++++ Data for the task ++++

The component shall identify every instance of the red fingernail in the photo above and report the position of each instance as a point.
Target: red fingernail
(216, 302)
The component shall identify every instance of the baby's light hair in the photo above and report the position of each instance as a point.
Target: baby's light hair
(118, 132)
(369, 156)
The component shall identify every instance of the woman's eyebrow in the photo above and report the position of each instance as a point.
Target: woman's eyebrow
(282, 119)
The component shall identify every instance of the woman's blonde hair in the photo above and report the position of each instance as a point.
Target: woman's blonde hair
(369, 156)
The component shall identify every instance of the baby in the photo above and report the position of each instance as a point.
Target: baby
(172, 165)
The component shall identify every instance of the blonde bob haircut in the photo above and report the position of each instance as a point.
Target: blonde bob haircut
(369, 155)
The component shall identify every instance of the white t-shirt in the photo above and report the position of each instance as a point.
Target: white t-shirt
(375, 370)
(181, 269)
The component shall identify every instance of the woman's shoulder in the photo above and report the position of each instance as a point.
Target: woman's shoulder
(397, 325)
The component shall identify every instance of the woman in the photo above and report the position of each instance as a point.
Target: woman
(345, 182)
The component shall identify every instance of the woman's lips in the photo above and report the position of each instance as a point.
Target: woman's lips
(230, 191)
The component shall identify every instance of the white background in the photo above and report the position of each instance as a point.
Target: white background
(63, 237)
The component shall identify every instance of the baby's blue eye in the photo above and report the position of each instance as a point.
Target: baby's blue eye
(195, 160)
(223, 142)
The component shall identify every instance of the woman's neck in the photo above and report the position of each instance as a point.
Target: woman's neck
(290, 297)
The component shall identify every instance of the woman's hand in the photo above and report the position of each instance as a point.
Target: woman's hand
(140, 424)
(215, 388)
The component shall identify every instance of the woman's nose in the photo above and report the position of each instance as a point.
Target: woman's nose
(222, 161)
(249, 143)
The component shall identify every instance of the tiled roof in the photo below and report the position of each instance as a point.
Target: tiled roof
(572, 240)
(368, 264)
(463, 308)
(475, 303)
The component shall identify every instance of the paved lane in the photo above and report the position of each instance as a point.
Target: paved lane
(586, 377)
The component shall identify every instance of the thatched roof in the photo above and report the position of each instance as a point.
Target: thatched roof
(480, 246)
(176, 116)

++++

● **What to do**
Exact retyping of all the entries is required.

● **Response to the exercise**
The component shall identify every instance of the red fingernail in the photo above and report the position of each instance as a point.
Target: red fingernail
(216, 302)
The component shall identify every instance of the baby's light hair in the photo above and report the position of each instance as a point.
Target: baby's light hair
(118, 132)
(369, 156)
The component shall identify every instance of the woman's eyebrow in the photo above and report the position of each instance as a point.
Target: woman's eyebrow
(282, 119)
The component shall identify every instance of the woman's blonde hair in the photo above and report the position of each instance as a point.
Target: woman's blonde hair
(369, 156)
The component shall identify every instance of the baby in the photo above and report the position of each instance as a point.
Target: baby
(172, 165)
The component shall identify every instance of the blonde bob haircut in the photo above and report the position of each instance as a point.
Target: blonde bob haircut
(369, 155)
The component shall identify every instance of the white t-shirt in the photo above and report the position of each instance as a point.
Target: white t-shirt
(375, 370)
(181, 269)
The component shall identify every instance of the woman's shoulder in the photo above and report the position of each instance as a point.
Target: woman's shoulder
(397, 325)
The component shall identify every instance of the woman in the photo above and report the position of each instance as a point.
Target: woman
(345, 182)
The component shall identify every instance of the woman's lips in the photo above and report the position of each instance as a point.
Target: woman's lips
(230, 191)
The component shall identify every instance of the white background in the photo above and report the position of each instance as a point.
Target: white background
(63, 237)
The component shall identify every instance of the baby's blue eye in the photo above and report the position of each instance as a point.
Target: baby's blue eye
(195, 160)
(223, 142)
The component shall identify every instance of the woman's neck in the photo above and report the position of each instance as a point.
Target: woman's neck
(290, 297)
The component shall identify every instance of the woman's hand in the photo above and report the position of each instance as a point.
Target: woman's hand
(140, 424)
(215, 388)
The component shall identify every instance of the woman's nose in the photo above and report the position of each instance as a point.
Target: woman's nose
(222, 161)
(249, 143)
The component shall identify every instance of the tiled roof in the photo below and report the position of each instance as a point.
Target: tiled roof
(572, 240)
(368, 264)
(463, 308)
(475, 303)
The component shall identify every instance of the paved lane in the photo above and report the position of each instance as a point.
Target: paved lane
(586, 377)
The component shall identify every instance of the thatched roof in the photo above and report the position of each instance as a point.
Target: thatched roof
(480, 246)
(176, 116)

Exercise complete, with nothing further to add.